Extracted text:
August 3, 2009
The following is a slightly extended version of Second Concert, that appeared in the June publication of the new magazine Listen: Life with Classical Music.
Our string quartet played a concert at Emory University in March of this year. Whenever I’m in Atlanta, I stay with my friends, Murphy Davis and Ed Loring, ministers who run The Open Door Community, a homeless shelter in the city. They put me up in Open Door’s simple but welcoming guest quarters. Ed invited me to lunch at the shelter and asked whether I would play something beforehand. When I showed up, everyone—Murphy, Ed, the staff, and a number of homeless people were already seated at tables that formed a large square in the dining room. Ed introduced me eloquently, quoting from both Hebrew scripture and Dostoyevsky, and then I played a movement from a Bach Partita for solo violin. Following a round of applause, we all held hands while some thanked me for my musical offering and others offered prayers for loved ones in difficulty. As a performance, it was unlike any other I had ever given in my life.

Excerpted data:
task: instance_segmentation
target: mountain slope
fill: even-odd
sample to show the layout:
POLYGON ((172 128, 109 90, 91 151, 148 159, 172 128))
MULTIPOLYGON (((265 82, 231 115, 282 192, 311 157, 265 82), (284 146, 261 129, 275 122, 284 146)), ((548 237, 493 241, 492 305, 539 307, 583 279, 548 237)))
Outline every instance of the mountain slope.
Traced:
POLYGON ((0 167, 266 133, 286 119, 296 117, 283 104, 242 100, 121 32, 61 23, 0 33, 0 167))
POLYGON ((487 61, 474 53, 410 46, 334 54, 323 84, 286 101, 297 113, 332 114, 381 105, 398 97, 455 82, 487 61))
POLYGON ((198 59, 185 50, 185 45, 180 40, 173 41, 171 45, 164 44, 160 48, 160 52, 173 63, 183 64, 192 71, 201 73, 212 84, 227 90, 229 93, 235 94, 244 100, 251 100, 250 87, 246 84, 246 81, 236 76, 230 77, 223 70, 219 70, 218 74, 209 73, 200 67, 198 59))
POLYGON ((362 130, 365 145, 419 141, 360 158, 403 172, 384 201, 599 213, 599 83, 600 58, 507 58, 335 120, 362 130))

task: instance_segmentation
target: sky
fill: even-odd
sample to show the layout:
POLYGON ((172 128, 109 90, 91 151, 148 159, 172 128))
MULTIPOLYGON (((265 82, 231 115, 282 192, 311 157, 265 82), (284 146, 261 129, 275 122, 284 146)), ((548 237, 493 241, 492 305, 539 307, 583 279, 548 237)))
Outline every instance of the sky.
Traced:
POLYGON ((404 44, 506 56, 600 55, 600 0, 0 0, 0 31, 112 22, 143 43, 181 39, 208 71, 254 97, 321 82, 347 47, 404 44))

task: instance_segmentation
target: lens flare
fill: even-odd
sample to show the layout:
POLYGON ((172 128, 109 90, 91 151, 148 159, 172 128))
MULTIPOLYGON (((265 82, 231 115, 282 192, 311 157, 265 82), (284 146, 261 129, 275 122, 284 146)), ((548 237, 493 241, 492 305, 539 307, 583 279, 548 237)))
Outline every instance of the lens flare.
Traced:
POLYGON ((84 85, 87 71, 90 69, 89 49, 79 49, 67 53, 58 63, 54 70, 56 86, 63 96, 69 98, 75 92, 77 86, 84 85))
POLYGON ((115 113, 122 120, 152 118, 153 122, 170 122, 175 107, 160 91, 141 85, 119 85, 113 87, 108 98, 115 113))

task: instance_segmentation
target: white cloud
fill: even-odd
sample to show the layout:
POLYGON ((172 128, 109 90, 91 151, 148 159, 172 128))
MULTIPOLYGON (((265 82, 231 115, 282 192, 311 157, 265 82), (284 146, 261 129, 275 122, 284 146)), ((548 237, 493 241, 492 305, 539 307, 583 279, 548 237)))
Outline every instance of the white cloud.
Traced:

Activity 1: In the passage about the Open Door Community visit, what music was played before lunch at the shelter?
Activity 2: Reproduce the passage about the Open Door Community visit, starting with "August 3, 2009" and going on through "with Classical Music.", and swap "magazine" for "journal".
Activity 3: Continue the passage about the Open Door Community visit from its last sentence.

Answer box 1: A movement from a Bach Partita for solo violin.

Answer box 2:
August 3, 2009
The following is a slightly extended version of Second Concert, that appeared in the June publication of the new journal Listen: Life with Classical Music.

Answer box 3:
The occasion was significant in another way. Murphy had just emerged from a round of chemotherapy treatments for a cancer the doctors had almost poetically termed “indolent lymphoma.” That very day, they had finally judged Murphy’s immune system strong enough for her to not only eat with others for the first time in weeks, but also to attend our quartet concert that evening. I can only begin to imagine how she felt!
That night the Guarneri String Quartet played at Emory. The quartet is retiring at the end of this season and this Atlanta concert was to be the last of many we have given in the area over the past years. The audience, which included many passionate chamber-music lovers who have listened to us for decades, gave us a standing ovation. Leaving Atlanta the next day, I thought about the two concerts I had just given: one for people relatively well off and knowledgeable about music, the other for the homeless, many of whom have likely never been inside a concert hall. As gratifying as it was to receive such a heartwarming response for the Guarneri concert, I couldn’t help wondering about my other audience, men and women whose primary concern had to be where their next meal was coming from. Had they also been affected by the music they had heard or were the notes that came out of my violin irrelevant to their lives?
The next day, I received an e-mail from Ed:
Yesterday morning I was spending a little time with C.H. He is 45, lives in the house, and is an African American. He has been big in the drug culture and spent a number of years in prison.
He told me that he had never been that close to a violin before. He has seen them on TV, but not in person. He said he was very surprised and unprepared by how deeply he was moved by the music. He was puzzled and pleased.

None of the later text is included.